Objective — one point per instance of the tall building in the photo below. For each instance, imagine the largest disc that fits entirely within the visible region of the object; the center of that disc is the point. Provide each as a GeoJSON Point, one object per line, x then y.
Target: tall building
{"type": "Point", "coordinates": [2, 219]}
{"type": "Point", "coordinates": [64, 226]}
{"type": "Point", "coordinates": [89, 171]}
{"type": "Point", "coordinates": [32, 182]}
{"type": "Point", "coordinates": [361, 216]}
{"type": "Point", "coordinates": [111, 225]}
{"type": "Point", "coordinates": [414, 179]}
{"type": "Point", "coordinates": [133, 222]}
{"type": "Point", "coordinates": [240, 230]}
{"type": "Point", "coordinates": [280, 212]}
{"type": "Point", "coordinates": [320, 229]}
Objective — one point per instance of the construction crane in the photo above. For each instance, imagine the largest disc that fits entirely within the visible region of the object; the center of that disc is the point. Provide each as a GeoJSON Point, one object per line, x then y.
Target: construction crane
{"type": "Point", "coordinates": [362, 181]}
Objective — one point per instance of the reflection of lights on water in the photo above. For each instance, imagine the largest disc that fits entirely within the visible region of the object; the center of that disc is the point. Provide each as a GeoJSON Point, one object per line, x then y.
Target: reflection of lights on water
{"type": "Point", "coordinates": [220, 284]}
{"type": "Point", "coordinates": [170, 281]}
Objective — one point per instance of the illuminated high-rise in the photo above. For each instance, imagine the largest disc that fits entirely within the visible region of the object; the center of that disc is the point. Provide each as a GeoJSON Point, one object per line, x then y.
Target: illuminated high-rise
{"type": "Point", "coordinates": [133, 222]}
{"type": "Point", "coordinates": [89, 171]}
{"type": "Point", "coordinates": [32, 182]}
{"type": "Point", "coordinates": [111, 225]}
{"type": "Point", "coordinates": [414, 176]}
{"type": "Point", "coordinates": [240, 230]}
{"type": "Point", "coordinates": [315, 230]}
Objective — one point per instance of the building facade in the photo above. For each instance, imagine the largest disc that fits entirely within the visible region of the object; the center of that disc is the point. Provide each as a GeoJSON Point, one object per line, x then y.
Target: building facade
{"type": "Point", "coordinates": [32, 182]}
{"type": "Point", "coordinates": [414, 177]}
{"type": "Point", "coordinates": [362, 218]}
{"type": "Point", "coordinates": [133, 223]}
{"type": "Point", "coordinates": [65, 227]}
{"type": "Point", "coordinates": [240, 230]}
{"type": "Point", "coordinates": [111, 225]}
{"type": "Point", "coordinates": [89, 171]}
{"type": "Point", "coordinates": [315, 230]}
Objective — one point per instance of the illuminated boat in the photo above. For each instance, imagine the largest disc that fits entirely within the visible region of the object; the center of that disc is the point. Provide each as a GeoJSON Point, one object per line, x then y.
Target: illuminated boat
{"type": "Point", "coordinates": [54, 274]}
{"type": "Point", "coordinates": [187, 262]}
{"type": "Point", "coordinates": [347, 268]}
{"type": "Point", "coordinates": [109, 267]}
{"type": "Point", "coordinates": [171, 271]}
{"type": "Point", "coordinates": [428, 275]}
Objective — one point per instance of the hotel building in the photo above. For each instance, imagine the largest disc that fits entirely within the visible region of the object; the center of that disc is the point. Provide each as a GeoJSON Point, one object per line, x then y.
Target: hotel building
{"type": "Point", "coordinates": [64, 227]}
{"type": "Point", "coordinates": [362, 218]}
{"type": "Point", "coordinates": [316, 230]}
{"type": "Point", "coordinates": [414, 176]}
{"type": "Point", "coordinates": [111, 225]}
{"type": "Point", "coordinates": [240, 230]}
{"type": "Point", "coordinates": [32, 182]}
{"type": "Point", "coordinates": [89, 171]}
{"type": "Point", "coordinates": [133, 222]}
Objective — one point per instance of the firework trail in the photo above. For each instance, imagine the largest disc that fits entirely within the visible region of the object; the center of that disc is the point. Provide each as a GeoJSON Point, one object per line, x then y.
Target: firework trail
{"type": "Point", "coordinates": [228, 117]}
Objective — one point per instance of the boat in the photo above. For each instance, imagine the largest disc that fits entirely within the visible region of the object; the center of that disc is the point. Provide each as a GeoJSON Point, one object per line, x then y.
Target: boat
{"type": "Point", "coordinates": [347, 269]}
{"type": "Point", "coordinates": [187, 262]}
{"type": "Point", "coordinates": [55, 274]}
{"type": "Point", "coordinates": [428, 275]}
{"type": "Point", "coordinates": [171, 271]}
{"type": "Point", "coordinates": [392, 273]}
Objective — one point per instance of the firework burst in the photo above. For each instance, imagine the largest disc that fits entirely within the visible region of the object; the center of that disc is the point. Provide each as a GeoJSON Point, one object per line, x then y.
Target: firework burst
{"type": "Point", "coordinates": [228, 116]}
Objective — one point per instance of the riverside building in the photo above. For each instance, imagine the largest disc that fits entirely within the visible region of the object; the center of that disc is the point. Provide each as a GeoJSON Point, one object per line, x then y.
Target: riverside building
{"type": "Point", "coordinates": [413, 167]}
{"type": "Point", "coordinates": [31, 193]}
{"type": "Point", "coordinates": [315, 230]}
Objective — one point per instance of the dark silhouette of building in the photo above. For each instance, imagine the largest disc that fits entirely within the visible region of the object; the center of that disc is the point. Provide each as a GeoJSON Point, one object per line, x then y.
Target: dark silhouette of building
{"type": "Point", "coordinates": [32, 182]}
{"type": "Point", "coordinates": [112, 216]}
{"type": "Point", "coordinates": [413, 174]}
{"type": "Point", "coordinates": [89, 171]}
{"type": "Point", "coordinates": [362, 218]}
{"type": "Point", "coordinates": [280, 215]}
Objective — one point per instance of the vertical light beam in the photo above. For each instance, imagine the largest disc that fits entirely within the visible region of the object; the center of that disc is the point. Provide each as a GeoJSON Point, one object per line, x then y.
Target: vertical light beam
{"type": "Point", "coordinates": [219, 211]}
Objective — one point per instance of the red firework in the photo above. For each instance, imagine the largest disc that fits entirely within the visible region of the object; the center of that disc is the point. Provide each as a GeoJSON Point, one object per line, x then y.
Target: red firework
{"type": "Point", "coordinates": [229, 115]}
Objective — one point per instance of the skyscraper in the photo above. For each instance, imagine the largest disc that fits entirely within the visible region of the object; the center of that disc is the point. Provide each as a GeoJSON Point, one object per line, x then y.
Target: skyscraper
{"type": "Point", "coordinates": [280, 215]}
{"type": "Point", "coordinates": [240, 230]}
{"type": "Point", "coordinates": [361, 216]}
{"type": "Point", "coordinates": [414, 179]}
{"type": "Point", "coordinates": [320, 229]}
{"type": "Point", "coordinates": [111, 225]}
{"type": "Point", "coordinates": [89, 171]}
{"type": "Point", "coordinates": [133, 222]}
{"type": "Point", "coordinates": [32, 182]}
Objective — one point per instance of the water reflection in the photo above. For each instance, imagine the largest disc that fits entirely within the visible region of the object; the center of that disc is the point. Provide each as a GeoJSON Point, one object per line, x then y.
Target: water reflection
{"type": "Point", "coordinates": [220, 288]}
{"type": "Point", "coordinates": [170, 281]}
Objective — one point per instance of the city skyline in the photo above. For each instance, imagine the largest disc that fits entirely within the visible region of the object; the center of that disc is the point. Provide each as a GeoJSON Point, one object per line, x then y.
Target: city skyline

INSTRUCTIONS TO FOLLOW: Extract every line from the one containing "Objective — one point per instance of the water" to the end of the entries, including both of those lines, exactly as given and with nothing added.

SOLUTION:
Objective — one point per instance of the water reflection in the photo above. For each instance, imagine the largest disc that fits entirely within the visible region of the object; the center of that disc is the point. Provide each as a GeoJSON Point, one object per line, x then y.
Target: water reflection
{"type": "Point", "coordinates": [220, 288]}
{"type": "Point", "coordinates": [170, 281]}
Objective — one point per instance of the city skyline in the photo above. For each instance, imagine the largest disc that fits entirely within the visible region of the object; the center of that disc is the point. Provide each as a GeoJSON Point, one object per line, x then y.
Target: city skyline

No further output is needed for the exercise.